(Records from a data source)
*-*-*
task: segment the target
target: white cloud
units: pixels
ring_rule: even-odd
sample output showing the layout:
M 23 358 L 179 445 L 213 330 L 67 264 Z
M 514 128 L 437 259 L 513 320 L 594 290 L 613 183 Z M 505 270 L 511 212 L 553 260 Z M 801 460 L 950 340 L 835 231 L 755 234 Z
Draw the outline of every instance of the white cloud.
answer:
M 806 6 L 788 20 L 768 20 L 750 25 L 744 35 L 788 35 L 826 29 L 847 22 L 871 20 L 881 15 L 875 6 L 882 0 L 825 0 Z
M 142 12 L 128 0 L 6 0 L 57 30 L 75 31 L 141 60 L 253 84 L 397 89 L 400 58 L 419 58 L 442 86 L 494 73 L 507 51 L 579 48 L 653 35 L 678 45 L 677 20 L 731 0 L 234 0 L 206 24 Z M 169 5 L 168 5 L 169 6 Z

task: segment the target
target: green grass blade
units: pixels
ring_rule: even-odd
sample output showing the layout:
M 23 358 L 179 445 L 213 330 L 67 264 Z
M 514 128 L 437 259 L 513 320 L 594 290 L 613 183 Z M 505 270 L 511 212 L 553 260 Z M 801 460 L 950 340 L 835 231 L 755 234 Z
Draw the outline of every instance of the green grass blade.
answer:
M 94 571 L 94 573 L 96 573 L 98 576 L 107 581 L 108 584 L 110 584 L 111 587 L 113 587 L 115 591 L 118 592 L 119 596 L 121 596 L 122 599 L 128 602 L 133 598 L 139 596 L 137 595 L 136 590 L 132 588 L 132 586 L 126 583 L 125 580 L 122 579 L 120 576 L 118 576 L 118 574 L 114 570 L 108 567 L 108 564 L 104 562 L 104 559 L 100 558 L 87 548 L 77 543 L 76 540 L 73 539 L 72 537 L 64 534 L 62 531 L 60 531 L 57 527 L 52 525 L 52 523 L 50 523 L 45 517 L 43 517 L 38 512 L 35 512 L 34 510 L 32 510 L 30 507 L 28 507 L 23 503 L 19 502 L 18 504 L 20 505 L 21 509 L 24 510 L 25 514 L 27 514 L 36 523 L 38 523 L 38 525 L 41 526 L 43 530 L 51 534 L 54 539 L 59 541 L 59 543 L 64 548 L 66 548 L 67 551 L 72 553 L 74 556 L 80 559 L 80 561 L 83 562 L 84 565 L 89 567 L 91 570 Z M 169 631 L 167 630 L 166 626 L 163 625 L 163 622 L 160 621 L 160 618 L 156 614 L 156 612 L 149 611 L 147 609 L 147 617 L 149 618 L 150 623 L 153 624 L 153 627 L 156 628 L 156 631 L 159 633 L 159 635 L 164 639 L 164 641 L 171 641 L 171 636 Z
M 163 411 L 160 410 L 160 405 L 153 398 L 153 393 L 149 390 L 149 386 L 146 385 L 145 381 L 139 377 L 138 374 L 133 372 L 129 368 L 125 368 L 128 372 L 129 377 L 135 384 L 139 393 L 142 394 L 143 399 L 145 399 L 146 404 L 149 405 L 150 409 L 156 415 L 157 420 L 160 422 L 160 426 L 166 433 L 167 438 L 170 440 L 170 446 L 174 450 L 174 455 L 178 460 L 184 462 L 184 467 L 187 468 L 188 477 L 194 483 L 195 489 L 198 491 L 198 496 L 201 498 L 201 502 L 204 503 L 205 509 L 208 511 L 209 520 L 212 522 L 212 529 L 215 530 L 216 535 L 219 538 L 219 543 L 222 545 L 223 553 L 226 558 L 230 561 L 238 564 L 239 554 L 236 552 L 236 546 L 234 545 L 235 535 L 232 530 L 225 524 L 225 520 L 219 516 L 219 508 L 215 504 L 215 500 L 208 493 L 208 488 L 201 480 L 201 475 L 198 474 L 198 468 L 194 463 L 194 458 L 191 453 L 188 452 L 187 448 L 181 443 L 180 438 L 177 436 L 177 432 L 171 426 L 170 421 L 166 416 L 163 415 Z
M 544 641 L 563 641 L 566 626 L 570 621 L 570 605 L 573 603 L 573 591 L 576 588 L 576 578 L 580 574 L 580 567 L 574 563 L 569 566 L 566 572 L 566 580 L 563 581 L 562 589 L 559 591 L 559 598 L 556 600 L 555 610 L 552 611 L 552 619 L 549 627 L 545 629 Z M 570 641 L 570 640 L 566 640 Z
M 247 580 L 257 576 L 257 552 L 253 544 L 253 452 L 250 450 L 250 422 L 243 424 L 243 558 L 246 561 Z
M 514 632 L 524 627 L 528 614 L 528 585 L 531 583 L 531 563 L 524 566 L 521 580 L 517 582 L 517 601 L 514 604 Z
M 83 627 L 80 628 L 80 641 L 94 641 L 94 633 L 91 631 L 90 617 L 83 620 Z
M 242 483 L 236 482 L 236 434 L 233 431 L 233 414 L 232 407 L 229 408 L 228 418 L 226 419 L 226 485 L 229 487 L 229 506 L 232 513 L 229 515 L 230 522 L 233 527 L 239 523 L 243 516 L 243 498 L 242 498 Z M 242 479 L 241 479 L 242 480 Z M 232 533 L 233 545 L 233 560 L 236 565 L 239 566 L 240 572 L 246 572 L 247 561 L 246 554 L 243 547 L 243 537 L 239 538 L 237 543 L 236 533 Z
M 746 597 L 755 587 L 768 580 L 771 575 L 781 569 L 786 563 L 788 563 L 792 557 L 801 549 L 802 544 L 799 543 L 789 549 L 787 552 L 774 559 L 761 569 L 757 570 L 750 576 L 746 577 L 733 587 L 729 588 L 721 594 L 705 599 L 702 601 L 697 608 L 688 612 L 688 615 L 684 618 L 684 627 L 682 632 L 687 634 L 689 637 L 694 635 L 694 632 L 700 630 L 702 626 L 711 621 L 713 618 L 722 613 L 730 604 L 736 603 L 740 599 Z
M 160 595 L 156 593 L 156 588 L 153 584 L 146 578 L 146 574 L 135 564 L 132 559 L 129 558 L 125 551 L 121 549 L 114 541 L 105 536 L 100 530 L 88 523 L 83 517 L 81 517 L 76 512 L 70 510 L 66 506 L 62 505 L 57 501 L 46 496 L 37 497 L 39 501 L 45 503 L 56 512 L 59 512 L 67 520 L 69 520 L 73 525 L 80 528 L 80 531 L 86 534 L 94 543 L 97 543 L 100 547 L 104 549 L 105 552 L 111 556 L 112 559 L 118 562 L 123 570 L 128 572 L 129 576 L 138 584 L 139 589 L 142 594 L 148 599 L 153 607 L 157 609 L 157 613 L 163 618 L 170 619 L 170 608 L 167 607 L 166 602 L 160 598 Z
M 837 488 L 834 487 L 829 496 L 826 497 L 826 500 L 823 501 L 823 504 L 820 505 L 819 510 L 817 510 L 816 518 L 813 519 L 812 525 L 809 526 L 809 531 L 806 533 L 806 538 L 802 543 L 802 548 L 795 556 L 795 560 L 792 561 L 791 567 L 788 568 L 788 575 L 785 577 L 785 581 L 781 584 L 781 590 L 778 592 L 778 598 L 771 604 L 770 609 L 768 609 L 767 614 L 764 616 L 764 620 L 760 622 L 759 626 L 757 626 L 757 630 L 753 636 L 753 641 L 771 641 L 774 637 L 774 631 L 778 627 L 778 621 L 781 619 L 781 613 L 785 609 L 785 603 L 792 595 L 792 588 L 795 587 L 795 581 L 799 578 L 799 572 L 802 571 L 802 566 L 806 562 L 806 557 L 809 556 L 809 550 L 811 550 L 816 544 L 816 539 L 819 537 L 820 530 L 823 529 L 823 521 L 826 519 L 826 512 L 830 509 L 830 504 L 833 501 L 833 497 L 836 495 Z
*-*-*
■ **Task to complete**
Write out each entry exactly, and omit nothing.

■ **Output below**
task: segment the target
target: white cloud
units: pixels
ring_rule: even-odd
sample output showing the layout:
M 23 358 L 179 445 L 213 330 L 67 264 Z
M 514 128 L 437 259 L 513 320 L 594 290 L 613 183 Z M 505 270 L 511 212 L 553 260 Z M 801 460 L 950 340 L 835 231 L 755 234 Z
Draw the outline of every instance of the white cloud.
answer:
M 806 6 L 788 20 L 768 20 L 750 25 L 744 35 L 788 35 L 826 29 L 847 22 L 871 20 L 881 15 L 875 6 L 882 0 L 825 0 Z
M 142 12 L 128 0 L 6 0 L 57 30 L 75 31 L 141 60 L 253 84 L 397 89 L 400 58 L 419 58 L 442 86 L 494 73 L 507 51 L 579 48 L 653 35 L 678 45 L 677 20 L 731 0 L 234 0 L 206 24 Z M 169 5 L 168 5 L 169 6 Z

task: segment the target
target: green grass blade
units: pixels
ring_rule: even-odd
sample output showing the layout:
M 23 358 L 179 445 L 213 330 L 67 264 Z
M 514 128 L 437 259 L 513 320 L 594 290 L 613 183 Z M 505 270 L 511 212 L 553 260 Z M 801 460 L 950 340 L 835 231 L 755 234 Z
Draw the outline of every instance of the green grass blade.
answer:
M 94 571 L 94 573 L 96 573 L 98 576 L 107 581 L 108 584 L 110 584 L 111 587 L 113 587 L 115 591 L 118 592 L 119 596 L 121 596 L 122 599 L 128 602 L 133 598 L 139 596 L 137 595 L 136 590 L 132 588 L 132 586 L 126 583 L 125 580 L 122 579 L 120 576 L 118 576 L 118 574 L 114 570 L 108 567 L 108 564 L 104 562 L 104 559 L 100 558 L 87 548 L 77 543 L 76 540 L 73 539 L 72 537 L 64 534 L 62 531 L 60 531 L 57 527 L 52 525 L 52 523 L 50 523 L 45 517 L 43 517 L 38 512 L 35 512 L 34 510 L 32 510 L 30 507 L 28 507 L 23 503 L 19 502 L 18 504 L 20 505 L 21 509 L 24 510 L 25 514 L 27 514 L 36 523 L 38 523 L 38 525 L 41 526 L 43 530 L 51 534 L 54 539 L 59 541 L 59 543 L 64 548 L 66 548 L 67 551 L 72 553 L 74 556 L 80 559 L 80 561 L 83 562 L 84 565 L 89 567 L 91 570 Z M 169 631 L 167 630 L 166 626 L 163 625 L 163 622 L 160 621 L 160 618 L 156 614 L 156 612 L 149 611 L 147 609 L 147 617 L 149 618 L 150 623 L 153 624 L 153 627 L 156 628 L 156 631 L 159 633 L 159 635 L 164 639 L 164 641 L 171 641 L 171 636 Z
M 163 411 L 160 410 L 160 405 L 153 398 L 153 393 L 149 390 L 149 386 L 146 385 L 145 381 L 139 377 L 138 374 L 133 372 L 129 368 L 125 368 L 128 372 L 129 377 L 135 384 L 139 393 L 142 394 L 143 399 L 145 399 L 146 404 L 149 405 L 150 409 L 156 415 L 157 420 L 160 422 L 160 426 L 166 433 L 167 438 L 170 440 L 170 446 L 174 450 L 174 455 L 178 460 L 184 462 L 184 467 L 187 468 L 188 477 L 194 483 L 195 489 L 198 491 L 198 496 L 201 498 L 201 502 L 204 503 L 205 509 L 208 511 L 209 520 L 212 522 L 212 529 L 215 530 L 216 535 L 219 538 L 219 543 L 222 545 L 223 553 L 226 558 L 230 561 L 238 564 L 239 554 L 236 552 L 236 546 L 234 545 L 235 535 L 232 530 L 225 524 L 225 520 L 219 516 L 219 508 L 215 504 L 215 500 L 208 493 L 208 488 L 201 480 L 201 475 L 198 474 L 198 468 L 194 463 L 194 458 L 191 453 L 188 452 L 187 448 L 181 443 L 180 438 L 177 436 L 177 432 L 171 426 L 170 421 L 166 416 L 163 415 Z
M 544 641 L 563 641 L 566 626 L 570 621 L 570 605 L 573 603 L 573 591 L 576 588 L 576 578 L 580 574 L 580 567 L 574 563 L 569 566 L 566 572 L 566 580 L 563 581 L 562 589 L 559 591 L 559 598 L 556 600 L 555 610 L 552 611 L 552 619 L 549 627 L 545 629 Z M 570 641 L 570 640 L 566 640 Z
M 247 580 L 257 576 L 257 552 L 253 544 L 253 452 L 250 450 L 250 422 L 243 424 L 243 558 L 246 561 Z
M 514 632 L 524 627 L 528 614 L 528 585 L 531 583 L 531 563 L 524 566 L 521 580 L 517 582 L 517 601 L 514 604 Z
M 83 627 L 80 628 L 80 641 L 94 641 L 94 633 L 91 631 L 90 617 L 83 620 Z
M 242 483 L 236 482 L 236 434 L 233 431 L 233 414 L 232 407 L 229 408 L 228 418 L 226 419 L 226 485 L 229 487 L 229 506 L 232 513 L 229 515 L 230 522 L 233 527 L 239 523 L 243 516 L 243 498 L 242 498 Z M 242 479 L 241 479 L 242 480 Z M 232 533 L 233 545 L 233 560 L 236 565 L 239 566 L 240 572 L 246 572 L 247 561 L 246 554 L 243 547 L 243 537 L 239 538 L 237 543 L 236 533 Z
M 746 597 L 755 587 L 768 580 L 771 575 L 781 569 L 786 563 L 788 563 L 792 557 L 801 549 L 802 544 L 799 543 L 789 549 L 787 552 L 774 559 L 761 569 L 757 570 L 750 576 L 746 577 L 733 587 L 729 588 L 721 594 L 705 599 L 702 601 L 697 608 L 688 612 L 688 615 L 684 618 L 684 627 L 682 632 L 687 634 L 689 637 L 694 635 L 694 632 L 700 630 L 702 626 L 711 621 L 713 618 L 722 613 L 730 604 L 736 603 L 740 599 Z
M 160 595 L 156 593 L 156 588 L 153 584 L 146 578 L 146 574 L 135 564 L 132 559 L 129 558 L 125 551 L 121 549 L 114 541 L 105 536 L 100 530 L 88 523 L 83 517 L 81 517 L 76 512 L 70 510 L 66 506 L 62 505 L 57 501 L 46 496 L 37 497 L 39 501 L 45 503 L 56 512 L 59 512 L 67 520 L 69 520 L 73 525 L 80 528 L 80 531 L 86 534 L 94 543 L 97 543 L 100 547 L 104 549 L 105 552 L 111 556 L 112 559 L 118 562 L 123 570 L 128 572 L 129 576 L 138 584 L 139 589 L 142 594 L 148 599 L 153 607 L 157 609 L 157 613 L 163 618 L 170 619 L 170 608 L 167 607 L 166 602 L 160 598 Z
M 837 488 L 834 487 L 829 496 L 826 497 L 826 500 L 823 501 L 823 504 L 820 505 L 819 510 L 817 510 L 816 518 L 813 519 L 812 525 L 809 526 L 809 531 L 806 533 L 806 538 L 802 543 L 802 548 L 795 556 L 795 560 L 792 561 L 791 567 L 788 568 L 788 575 L 785 577 L 785 581 L 781 584 L 781 590 L 778 592 L 778 598 L 771 604 L 770 609 L 768 609 L 767 614 L 764 616 L 764 620 L 760 622 L 759 626 L 757 626 L 757 630 L 753 636 L 753 641 L 771 641 L 774 637 L 774 631 L 778 627 L 778 621 L 781 619 L 781 613 L 785 609 L 785 603 L 792 595 L 792 588 L 795 587 L 795 581 L 799 578 L 799 572 L 802 571 L 802 566 L 806 562 L 806 557 L 809 556 L 809 550 L 811 550 L 816 544 L 816 539 L 819 537 L 820 530 L 823 529 L 823 521 L 826 519 L 826 512 L 830 509 L 830 504 L 833 501 L 833 497 L 836 495 Z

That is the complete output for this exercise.